- _What is being asked_
Write all of the entries out again exactly.

[Data items]
┄┄┄┄┄┄

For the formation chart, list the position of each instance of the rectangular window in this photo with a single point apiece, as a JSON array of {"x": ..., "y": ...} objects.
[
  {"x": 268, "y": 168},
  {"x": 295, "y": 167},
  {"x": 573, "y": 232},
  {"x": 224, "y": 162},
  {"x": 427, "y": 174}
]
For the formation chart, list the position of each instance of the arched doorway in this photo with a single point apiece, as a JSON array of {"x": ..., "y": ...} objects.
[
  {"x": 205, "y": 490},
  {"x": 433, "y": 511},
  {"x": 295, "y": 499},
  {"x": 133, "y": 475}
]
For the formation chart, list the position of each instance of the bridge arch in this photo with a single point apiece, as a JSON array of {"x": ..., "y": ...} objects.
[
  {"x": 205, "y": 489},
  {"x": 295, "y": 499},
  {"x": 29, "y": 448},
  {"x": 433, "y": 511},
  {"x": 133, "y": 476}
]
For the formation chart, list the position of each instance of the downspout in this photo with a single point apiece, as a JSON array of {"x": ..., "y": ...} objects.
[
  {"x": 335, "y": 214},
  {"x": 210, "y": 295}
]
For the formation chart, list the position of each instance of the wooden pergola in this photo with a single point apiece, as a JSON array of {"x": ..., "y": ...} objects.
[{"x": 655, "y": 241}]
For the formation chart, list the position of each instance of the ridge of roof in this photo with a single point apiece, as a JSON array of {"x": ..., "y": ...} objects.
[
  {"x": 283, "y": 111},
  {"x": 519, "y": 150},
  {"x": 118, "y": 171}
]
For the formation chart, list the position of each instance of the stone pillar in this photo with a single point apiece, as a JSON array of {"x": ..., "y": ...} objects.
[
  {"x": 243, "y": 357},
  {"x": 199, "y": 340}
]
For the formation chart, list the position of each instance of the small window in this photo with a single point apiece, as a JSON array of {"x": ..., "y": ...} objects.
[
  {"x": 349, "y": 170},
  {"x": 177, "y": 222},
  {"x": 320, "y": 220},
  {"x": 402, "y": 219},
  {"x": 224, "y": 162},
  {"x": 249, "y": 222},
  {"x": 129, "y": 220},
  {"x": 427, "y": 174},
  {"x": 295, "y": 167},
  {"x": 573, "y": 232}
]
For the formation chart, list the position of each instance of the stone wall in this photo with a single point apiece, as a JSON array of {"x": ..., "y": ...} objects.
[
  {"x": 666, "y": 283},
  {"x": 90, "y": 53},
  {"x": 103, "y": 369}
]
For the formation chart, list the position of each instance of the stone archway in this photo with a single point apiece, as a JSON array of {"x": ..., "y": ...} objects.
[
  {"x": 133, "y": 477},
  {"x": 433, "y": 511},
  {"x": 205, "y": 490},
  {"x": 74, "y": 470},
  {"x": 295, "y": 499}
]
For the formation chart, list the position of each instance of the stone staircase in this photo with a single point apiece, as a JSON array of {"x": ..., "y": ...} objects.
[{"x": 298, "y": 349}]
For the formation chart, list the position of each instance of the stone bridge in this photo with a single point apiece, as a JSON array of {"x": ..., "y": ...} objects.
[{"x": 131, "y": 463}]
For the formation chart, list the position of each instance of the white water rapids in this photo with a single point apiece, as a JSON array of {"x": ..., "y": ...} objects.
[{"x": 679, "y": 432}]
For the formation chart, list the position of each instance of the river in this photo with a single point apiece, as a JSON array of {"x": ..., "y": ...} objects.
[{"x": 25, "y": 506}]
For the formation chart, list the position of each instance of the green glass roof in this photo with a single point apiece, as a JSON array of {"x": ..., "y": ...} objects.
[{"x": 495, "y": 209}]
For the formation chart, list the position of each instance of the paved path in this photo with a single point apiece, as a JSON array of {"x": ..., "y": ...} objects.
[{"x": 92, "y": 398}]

┄┄┄┄┄┄

- _The answer_
For the formation chart, list the position of each instance of the rectangular window in this photo with a single point apiece, as a JSON array of {"x": ..., "y": ...} objects.
[
  {"x": 268, "y": 168},
  {"x": 295, "y": 167},
  {"x": 573, "y": 232},
  {"x": 224, "y": 162},
  {"x": 427, "y": 174}
]
For the formation chart, list the position of each instance of the arched doorway in this photo with a single point apiece, as a JSON array of {"x": ..., "y": ...} objects.
[
  {"x": 205, "y": 490},
  {"x": 433, "y": 511},
  {"x": 295, "y": 499},
  {"x": 133, "y": 475}
]
For the formation chart, list the position of each instance of the bridge arch in this photo with a single point apiece, as a JSON array of {"x": ..., "y": ...} objects.
[
  {"x": 205, "y": 489},
  {"x": 295, "y": 499},
  {"x": 29, "y": 448},
  {"x": 433, "y": 511},
  {"x": 133, "y": 476}
]
For the formation chart, list the position of each instance of the downspout in this photo with a single point apiece, as a JSON array of {"x": ..., "y": ...} objects.
[
  {"x": 335, "y": 214},
  {"x": 210, "y": 295}
]
For the formation chart, list the position of each instance of the wooden pergola in this photo with a single point apiece, as a JSON array of {"x": ..., "y": ...} objects.
[{"x": 655, "y": 241}]
For the formation chart, list the position of each instance of the ridge of roof in this photo with a single point apiece, as a JSON array of {"x": ..., "y": ...} objects.
[
  {"x": 283, "y": 111},
  {"x": 519, "y": 150},
  {"x": 118, "y": 171}
]
For the formation chart, list the position of each instance of the stone pillar in this photo with a single point apiece, as a JSON array of {"x": ..., "y": ...} objects.
[
  {"x": 243, "y": 357},
  {"x": 199, "y": 340}
]
For the formation chart, list the position of each instance of the small window in this photo with a single point apiece, as a JSON array of {"x": ..., "y": ...} objects.
[
  {"x": 349, "y": 170},
  {"x": 177, "y": 222},
  {"x": 320, "y": 220},
  {"x": 402, "y": 219},
  {"x": 224, "y": 162},
  {"x": 249, "y": 222},
  {"x": 129, "y": 220},
  {"x": 427, "y": 174},
  {"x": 295, "y": 167},
  {"x": 573, "y": 232}
]
For the formation chart, list the position of each instance of the stone wall in this photo with a single point apiece, as a JSON array of {"x": ..., "y": ...} objects.
[
  {"x": 666, "y": 283},
  {"x": 90, "y": 53},
  {"x": 103, "y": 369}
]
For the formation chart, list the position of each instance of the stone archway in this photo with a single point apiece, as a JSON array of {"x": ..., "y": ...} objects.
[
  {"x": 133, "y": 477},
  {"x": 433, "y": 511},
  {"x": 205, "y": 490},
  {"x": 74, "y": 470},
  {"x": 295, "y": 499}
]
For the formation chart, list the position of each instance of the stone staircase in this photo with a single point apiece, as a JSON array of {"x": ..., "y": ...} objects.
[{"x": 298, "y": 349}]
For the formation chart, list the position of each instance of the stone bridge in this photo with a single point apiece, as a JSON array of {"x": ..., "y": ...} objects.
[{"x": 131, "y": 463}]
For the formation chart, list the position of each instance of the white water rapids in this photo with a single point apiece, as a JSON array of {"x": ..., "y": ...} objects.
[{"x": 679, "y": 432}]
For the formation chart, list the position of each instance of the river in this photo with a single point apiece, as a JSON array of {"x": ..., "y": ...} objects.
[{"x": 25, "y": 506}]
For the formation chart, list the position of each instance of the green glass roof in this photo with a single point apiece, as a JSON array of {"x": ..., "y": ...} objects.
[{"x": 495, "y": 209}]
For the formation chart, list the position of each instance of the paved path in this photo with a single point apiece, as a JSON array of {"x": ..., "y": ...} objects.
[{"x": 92, "y": 398}]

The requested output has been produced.